▸ **Source document**
Politics: You Can Live on £53 a Week Says BBC DJ #IDS #Benefits



Jonathan Vernon-Smith, a self-styled consumer champion, is a radio presenter for the BBC. He took up Iain Duncan Smith's gauntlet when the  Secretary of State for Work and Pensions famously suggested that it was possible to live on £53 a week.  On his programme today, for BBC Three Counties Radio, JVS said he lived on that and had £7 to spare. 








Iain Duncan Smith: photo: Wikipedia

On April Fools' Day 2013, Iain Duncan Smith claimed he could live on £53 per week as Work and Pensions Secretary after a benefits claimant told the BBC he had £53 per week after housing costs.

Subsequently, a petition was started on change.org for him to do so for a year; it reached 300,000 supporters by 7:30 P.M. the next day, with further names added that evening at a rate of 12,000 per hour. The petition had over 477,000 supporters. 



Jonathan Vernon-Smith's breakdown was £18 a week for electricity and water based on 1/52 of his annual bills, £2 a week on cat biscuits (but queried if pets were not a luxury that should be discounted), £20 a week on food, £5 a week on household and personal toiletries. This left him the remainder to fritter away on other luxuries that he famously craves, including his favourite wine, pinot grigio.



The reality was that he didn't actually live that sort of life. He was on his show every day that week, no doubt travelling around in his personal transport, enjoying heating supplied by the various offices he visits; he certainly wasn't slumming it at home.



I wondered if he factored in extra toilet flushes, extra loo rolls, and extra heating costs because he would have been spending more time at home consuming things like that, that the BBC provides for him while he's at work.



This lead me to wonder what else he'd left off?

Is he planning to be buried at state expense? If not he'll need to keep up payments on insurance. I've paid £1.34 a month since I started earning, that will help with mine. Then there is insurance on home and contents to consider unless he's hoping as a benefits person to get all that sorted for him, should a catastrophe arise.

[Items listed in a dataset]
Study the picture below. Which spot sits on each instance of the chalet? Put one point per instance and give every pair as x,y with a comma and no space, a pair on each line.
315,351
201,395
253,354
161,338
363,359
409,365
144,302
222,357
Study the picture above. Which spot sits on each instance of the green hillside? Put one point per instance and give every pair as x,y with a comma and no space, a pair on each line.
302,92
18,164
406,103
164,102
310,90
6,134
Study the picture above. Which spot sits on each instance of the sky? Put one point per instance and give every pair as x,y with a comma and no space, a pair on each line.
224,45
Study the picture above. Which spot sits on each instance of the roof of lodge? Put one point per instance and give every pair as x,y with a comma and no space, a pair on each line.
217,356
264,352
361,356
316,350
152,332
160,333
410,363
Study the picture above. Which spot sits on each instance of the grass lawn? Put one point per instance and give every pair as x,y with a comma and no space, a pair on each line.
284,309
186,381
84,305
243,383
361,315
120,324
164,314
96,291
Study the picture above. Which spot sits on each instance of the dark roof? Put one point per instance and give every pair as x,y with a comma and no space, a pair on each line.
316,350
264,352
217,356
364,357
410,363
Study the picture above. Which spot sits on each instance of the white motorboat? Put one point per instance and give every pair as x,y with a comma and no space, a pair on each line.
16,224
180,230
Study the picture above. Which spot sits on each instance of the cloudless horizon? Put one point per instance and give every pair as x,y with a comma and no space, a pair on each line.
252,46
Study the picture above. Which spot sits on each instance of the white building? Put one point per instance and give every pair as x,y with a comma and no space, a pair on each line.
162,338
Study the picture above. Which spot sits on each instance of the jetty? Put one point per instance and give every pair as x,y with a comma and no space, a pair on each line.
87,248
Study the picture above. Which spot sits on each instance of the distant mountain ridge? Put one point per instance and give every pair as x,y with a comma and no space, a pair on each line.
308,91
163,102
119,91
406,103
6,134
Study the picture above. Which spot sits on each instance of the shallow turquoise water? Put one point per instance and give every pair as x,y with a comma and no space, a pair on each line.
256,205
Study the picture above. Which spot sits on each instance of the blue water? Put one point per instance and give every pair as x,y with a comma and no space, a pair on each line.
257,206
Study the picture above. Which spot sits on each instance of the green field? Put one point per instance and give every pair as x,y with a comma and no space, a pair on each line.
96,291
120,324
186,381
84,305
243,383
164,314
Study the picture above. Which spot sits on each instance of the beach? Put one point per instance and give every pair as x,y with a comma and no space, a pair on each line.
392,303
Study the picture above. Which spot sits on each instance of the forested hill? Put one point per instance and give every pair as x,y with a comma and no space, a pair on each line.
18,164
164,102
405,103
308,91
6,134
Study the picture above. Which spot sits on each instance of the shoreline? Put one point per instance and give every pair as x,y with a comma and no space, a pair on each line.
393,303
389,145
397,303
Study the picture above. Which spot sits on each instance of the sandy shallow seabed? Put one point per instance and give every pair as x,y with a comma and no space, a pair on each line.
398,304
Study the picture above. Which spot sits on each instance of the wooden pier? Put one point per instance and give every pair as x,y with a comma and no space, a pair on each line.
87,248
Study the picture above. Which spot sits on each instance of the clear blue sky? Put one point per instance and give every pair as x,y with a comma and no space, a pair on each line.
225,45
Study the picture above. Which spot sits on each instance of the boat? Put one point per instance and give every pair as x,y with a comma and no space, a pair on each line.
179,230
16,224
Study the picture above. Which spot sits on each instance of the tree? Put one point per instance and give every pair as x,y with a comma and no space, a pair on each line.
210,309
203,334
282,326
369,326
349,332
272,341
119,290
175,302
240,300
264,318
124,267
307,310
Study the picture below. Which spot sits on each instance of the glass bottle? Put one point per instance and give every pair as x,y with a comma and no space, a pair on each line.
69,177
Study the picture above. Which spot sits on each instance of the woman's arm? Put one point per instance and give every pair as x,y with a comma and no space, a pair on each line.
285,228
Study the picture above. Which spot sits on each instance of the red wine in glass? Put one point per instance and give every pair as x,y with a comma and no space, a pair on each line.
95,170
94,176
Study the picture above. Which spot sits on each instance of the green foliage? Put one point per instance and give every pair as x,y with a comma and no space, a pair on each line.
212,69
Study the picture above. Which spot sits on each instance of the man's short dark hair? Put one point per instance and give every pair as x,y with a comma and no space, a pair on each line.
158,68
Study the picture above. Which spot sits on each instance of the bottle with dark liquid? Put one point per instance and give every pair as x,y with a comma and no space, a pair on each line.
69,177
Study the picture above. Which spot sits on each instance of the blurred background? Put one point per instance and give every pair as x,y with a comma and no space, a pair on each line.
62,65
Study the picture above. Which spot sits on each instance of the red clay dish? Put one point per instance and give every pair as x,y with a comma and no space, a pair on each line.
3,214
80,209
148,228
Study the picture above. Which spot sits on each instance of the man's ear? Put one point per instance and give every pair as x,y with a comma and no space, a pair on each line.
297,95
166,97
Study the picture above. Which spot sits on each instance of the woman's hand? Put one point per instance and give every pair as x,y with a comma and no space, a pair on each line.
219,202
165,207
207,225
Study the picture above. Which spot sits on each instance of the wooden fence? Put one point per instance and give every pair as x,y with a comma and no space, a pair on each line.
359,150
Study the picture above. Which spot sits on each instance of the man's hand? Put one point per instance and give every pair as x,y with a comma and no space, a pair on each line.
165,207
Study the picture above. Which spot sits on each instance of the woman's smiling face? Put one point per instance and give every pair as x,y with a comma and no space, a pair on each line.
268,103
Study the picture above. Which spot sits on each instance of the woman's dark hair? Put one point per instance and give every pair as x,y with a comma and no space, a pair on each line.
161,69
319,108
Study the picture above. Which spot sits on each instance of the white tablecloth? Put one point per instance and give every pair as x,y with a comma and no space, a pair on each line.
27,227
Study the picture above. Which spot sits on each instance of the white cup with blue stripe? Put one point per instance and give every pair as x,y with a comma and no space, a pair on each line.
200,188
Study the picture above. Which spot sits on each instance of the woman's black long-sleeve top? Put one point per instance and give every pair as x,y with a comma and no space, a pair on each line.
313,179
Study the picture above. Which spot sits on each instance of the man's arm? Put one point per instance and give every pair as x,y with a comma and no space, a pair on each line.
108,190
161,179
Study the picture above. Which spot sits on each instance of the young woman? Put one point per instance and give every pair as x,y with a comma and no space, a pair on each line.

▸ **Tasks to carry out**
(1) Translate this sentence from the post about living on £53 a week into Spanish: "On his programme today, for BBC Three Counties Radio, JVS said he lived on that and had £7 to spare."
(2) Write the next part of the post about living on £53 a week, following on from its final sentence.

▸ **Answers to the problems**
(1) En su programa de hoy, en BBC Three Counties Radio, JVS dijo que había vivido con esa cantidad y que le habían sobrado 7 £.

(2)
Does he have gas? It's very important to factor in gas boiler maintenance, allow at least £3 a week to maintain that.



To the comment that he hadn't factored in clothing, he replied that people could buy clothes in charity shops. Fair do's. It still needs factoring in. I have purchased button up tee-shirts in the past from Age Concern, a third the cost of shop-bought new, but you find they don't last - the collars go - so you would actually be replacing more frequently, so the longevity of such items is doubtful 



Maybe he was thinking of taking up knitting as a hobby or making his own clothes rather than paying for shop-bought ones. Fine. Just remember to factor in the cost of sewing machines, knitting needles, cotton, wool, and materials.



So, he's not going to listen to the BBC on the radio or watch tv? I bet! Come on, add £3 a week. On the other hand, he won't have a car to sit in to listen to the radio, either, so with no tv or radio in the house he wouldn't actually need a tv licence. Besides, with all the time he'll save not watching or listening, he can bake (oops! up goes the electricity bill) a few scones to help eke out the food budget, and save for his non-existent clothing budget. 



I'm still wondering how he's going to get around. 

He'll need to visit the library to use their internet service and computers as he won't be able to afford his own. His solution is to walk or use a bicycle. Nothing wrong with that. People walked everywhere before motorised transport was invented. Unless they were lucky enough to own a horse or ride on someone's cart, walking was the done thing. In fact, I recall reading about a Houghton Regis lady who walked 6 miles to Luton and back 6 days a week. But that was 160 years ago. 

But if you want a bicycle, JVS, you need to factor in the cost of buying that, even if it's second-hand.




JVS on Facebook doing the challenge.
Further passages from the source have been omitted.